%%
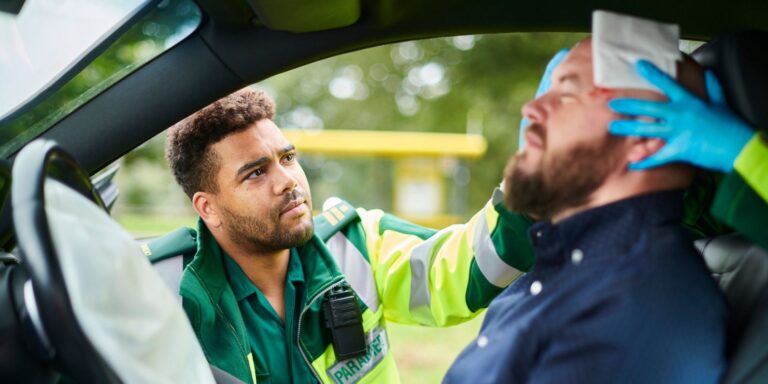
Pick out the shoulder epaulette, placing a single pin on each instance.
(182, 241)
(333, 219)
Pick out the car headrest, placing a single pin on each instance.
(739, 61)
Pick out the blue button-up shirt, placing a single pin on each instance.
(618, 295)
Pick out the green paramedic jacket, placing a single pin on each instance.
(742, 197)
(400, 272)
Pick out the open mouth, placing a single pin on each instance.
(533, 140)
(295, 206)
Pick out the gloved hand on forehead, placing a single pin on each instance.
(706, 134)
(544, 84)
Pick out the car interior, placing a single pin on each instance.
(42, 326)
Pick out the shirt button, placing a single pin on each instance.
(576, 256)
(536, 288)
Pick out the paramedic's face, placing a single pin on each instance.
(263, 199)
(568, 152)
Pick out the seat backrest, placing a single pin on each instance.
(741, 269)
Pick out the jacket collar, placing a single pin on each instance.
(317, 264)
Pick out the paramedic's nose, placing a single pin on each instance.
(535, 111)
(286, 181)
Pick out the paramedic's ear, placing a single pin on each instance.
(204, 205)
(641, 148)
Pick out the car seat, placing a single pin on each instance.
(741, 268)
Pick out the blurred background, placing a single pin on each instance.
(422, 129)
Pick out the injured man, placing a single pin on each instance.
(618, 293)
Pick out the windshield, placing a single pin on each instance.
(27, 59)
(32, 101)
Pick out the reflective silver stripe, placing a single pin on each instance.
(170, 271)
(356, 269)
(421, 261)
(491, 265)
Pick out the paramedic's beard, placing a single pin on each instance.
(560, 181)
(269, 234)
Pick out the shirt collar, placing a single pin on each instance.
(242, 286)
(605, 230)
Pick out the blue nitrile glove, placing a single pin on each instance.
(706, 134)
(544, 84)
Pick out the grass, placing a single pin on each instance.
(423, 354)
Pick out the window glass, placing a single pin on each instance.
(158, 30)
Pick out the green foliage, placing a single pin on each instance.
(473, 84)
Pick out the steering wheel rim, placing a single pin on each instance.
(71, 349)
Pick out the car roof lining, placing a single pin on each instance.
(228, 56)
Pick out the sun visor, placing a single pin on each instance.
(306, 15)
(619, 41)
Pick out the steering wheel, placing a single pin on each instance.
(59, 336)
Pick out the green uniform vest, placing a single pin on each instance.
(399, 271)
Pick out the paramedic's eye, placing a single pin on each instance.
(256, 173)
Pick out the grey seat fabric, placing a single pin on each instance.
(170, 271)
(741, 269)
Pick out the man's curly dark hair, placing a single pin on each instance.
(188, 151)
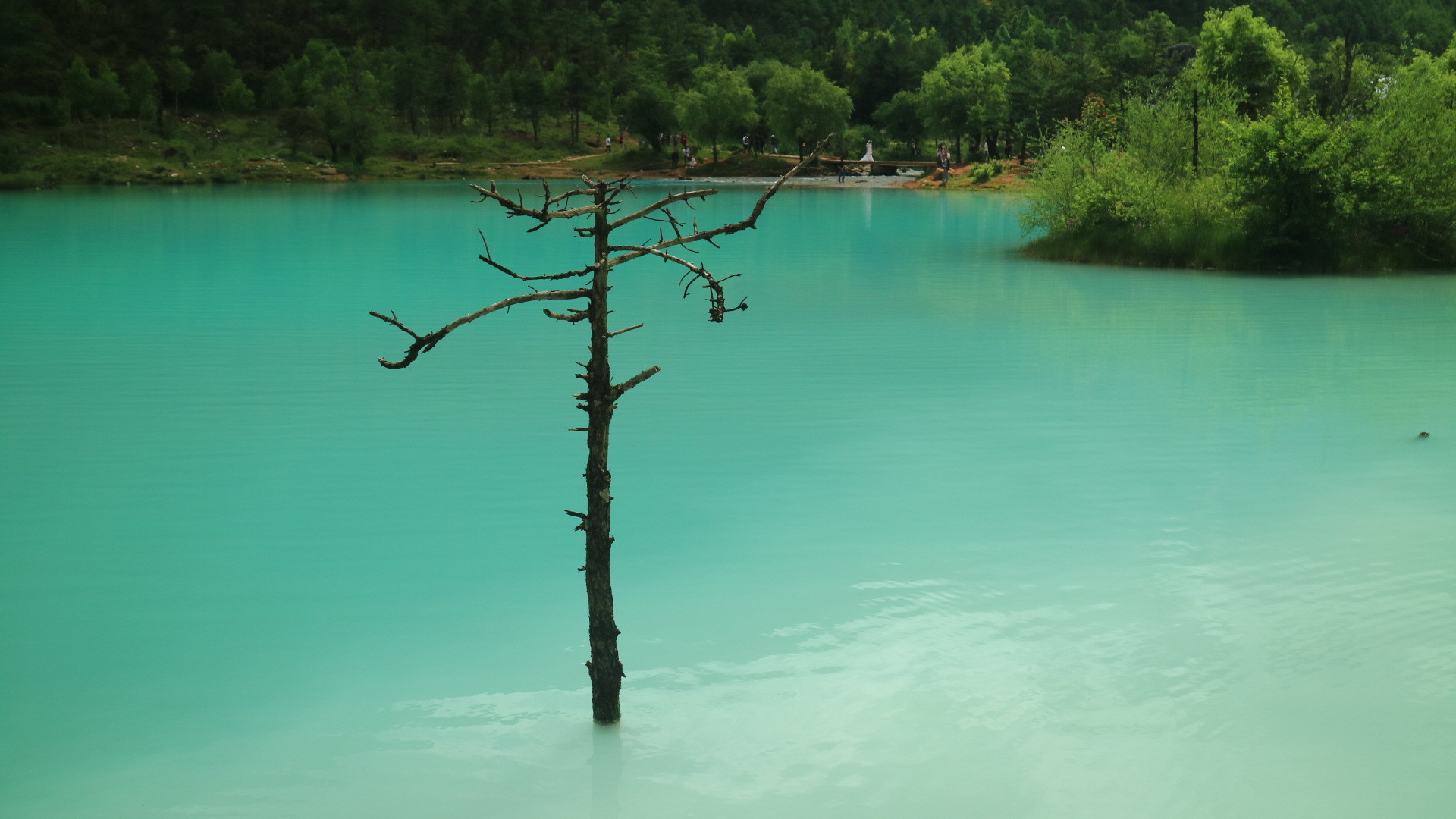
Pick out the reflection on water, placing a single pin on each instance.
(921, 535)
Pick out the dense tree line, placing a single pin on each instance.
(1258, 156)
(990, 76)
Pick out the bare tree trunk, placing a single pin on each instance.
(601, 397)
(601, 624)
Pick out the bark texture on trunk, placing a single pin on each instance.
(604, 667)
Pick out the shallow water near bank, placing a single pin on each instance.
(929, 529)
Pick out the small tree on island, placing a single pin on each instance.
(599, 400)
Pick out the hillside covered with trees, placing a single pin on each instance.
(1138, 110)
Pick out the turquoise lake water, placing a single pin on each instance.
(928, 531)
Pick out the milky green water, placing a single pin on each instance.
(929, 531)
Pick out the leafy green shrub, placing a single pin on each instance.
(20, 181)
(11, 158)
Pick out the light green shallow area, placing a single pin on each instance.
(928, 531)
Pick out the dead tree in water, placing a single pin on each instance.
(601, 397)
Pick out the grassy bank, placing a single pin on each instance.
(223, 149)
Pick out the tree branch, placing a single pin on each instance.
(634, 381)
(623, 330)
(727, 229)
(488, 260)
(427, 343)
(717, 299)
(663, 203)
(544, 213)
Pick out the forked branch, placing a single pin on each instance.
(723, 231)
(427, 343)
(544, 213)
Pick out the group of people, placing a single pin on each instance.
(756, 143)
(677, 149)
(622, 140)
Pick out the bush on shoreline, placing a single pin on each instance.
(1277, 188)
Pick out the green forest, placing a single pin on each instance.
(1282, 133)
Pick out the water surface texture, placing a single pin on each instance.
%%
● PROBLEM
Transcribe the material above word for word; images do not belong in the copy.

● ANSWER SECTION
Pick out the shoulder epaulette, placing a single pin on each instance.
(182, 241)
(333, 219)
Pick out the car headrest, placing a single pin on each instance.
(739, 61)
Pick out the blue button-up shirt, placing a single pin on each instance.
(618, 295)
Pick out the green paramedic jacket, placing a single pin on each instance.
(742, 197)
(400, 272)
Pick out the open mouth, placing a single pin on each instance.
(533, 140)
(295, 206)
Pick out the gloved hand on forehead, placing a single pin on each instance.
(706, 134)
(544, 84)
Pick out the car interior, placing a single pin on each instance.
(42, 326)
Pick out the shirt button, placing a single pin on each instance.
(576, 256)
(536, 288)
Pick out the paramedic's face, placing a single pin on each instance.
(263, 199)
(568, 152)
Pick out the seat backrest, placing a single pin on each instance.
(741, 269)
Pick out the jacket collar, placing a single pin on each instance.
(317, 264)
Pick out the paramedic's nose, placing a single pin on each instance.
(535, 111)
(286, 181)
Pick out the paramedic's ear, placing a single pin on each instance.
(204, 205)
(641, 148)
Pick out the car seat, placing a single pin on each instance.
(741, 268)
Pick out the blurred background, placing a single pin on each instance.
(422, 129)
Pick out the injured man, placing a single pin on each instance.
(618, 293)
Pick out the windshield, placing a single pin on each instance.
(27, 59)
(32, 101)
Pick out the reflective silver stripe, placing a single pin on each instance.
(170, 271)
(356, 269)
(421, 261)
(491, 265)
Pick out the paramedic's beard, placing a single pin on each instance.
(560, 181)
(269, 234)
Pick out the shirt collar, placing a single pin on each instance.
(242, 286)
(605, 230)
Pick out the blue nitrile glove, placing a single pin on each instance.
(706, 134)
(544, 84)
Pick out the grass, placing a single pin on each instance.
(423, 354)
Pick out the window glass, placing a single pin on each instance.
(158, 30)
Pick out the green foliage, placing a single pin on each instance.
(473, 84)
Pick out the steering wheel rim, placing a single pin on each instance.
(71, 349)
Pick out the car roof lining, placing a single pin on each instance.
(228, 56)
Pick out the sun visor, placing a single pin on each instance.
(306, 15)
(619, 41)
Pick out the steering wheel, placing a single pin on each instance.
(59, 336)
Pick out the green uniform vest, placing a single pin on each instance.
(399, 271)
Pick out the paramedic's eye, placing a single pin on each instance.
(256, 173)
Pick out the grey seat fabric, placing a single pin on each instance.
(170, 271)
(741, 269)
Pick out the man's curly dark hair, placing a single pin on each instance.
(188, 151)
Pick out the reflection on water, placing a single pin on each instance.
(921, 535)
Pick out the dense tree line, placing a single pin on each instance.
(1258, 156)
(990, 76)
Pick out the bare tree trunk, placing a single pin on each instance.
(601, 397)
(601, 624)
Pick out the bark texture on trunk, placing a single pin on each instance.
(604, 667)
Pick out the shallow water near bank, placing a single pin on each instance.
(929, 529)
Pick out the small tree on island, placing a single pin on each instance.
(599, 400)
Pick out the hillside covered with trees, placing a single pin on each instance.
(1138, 110)
Pick out the turquoise lake water, placing a single pin on each instance.
(928, 531)
Pick out the milky green water, placing a single pin on each instance.
(929, 531)
Pick out the leafy green shrub, placing a single pin on each instance.
(20, 181)
(11, 158)
Pick out the light green shallow area, placing a single pin on each instance.
(928, 531)
Pick out the dead tree in water, placing a single pin on each instance.
(601, 397)
Pick out the grassy bank, placing a single pin on each instance.
(223, 149)
Pick out the tree branch, placing a single pin on each instance.
(634, 381)
(623, 330)
(727, 229)
(488, 260)
(427, 343)
(717, 299)
(663, 203)
(544, 213)
Pick out the forked branch, placing a single pin on each instance.
(723, 231)
(427, 343)
(544, 213)
Pick out the group of people, placing a single pin on each instance.
(756, 143)
(677, 149)
(622, 140)
Pick out the bush on shoreline, placing a single pin on each instance.
(1277, 188)
Pick out the green forest, placing a single pin on each instance.
(1282, 133)
Pick out the water surface texture, placing a single pin on each instance.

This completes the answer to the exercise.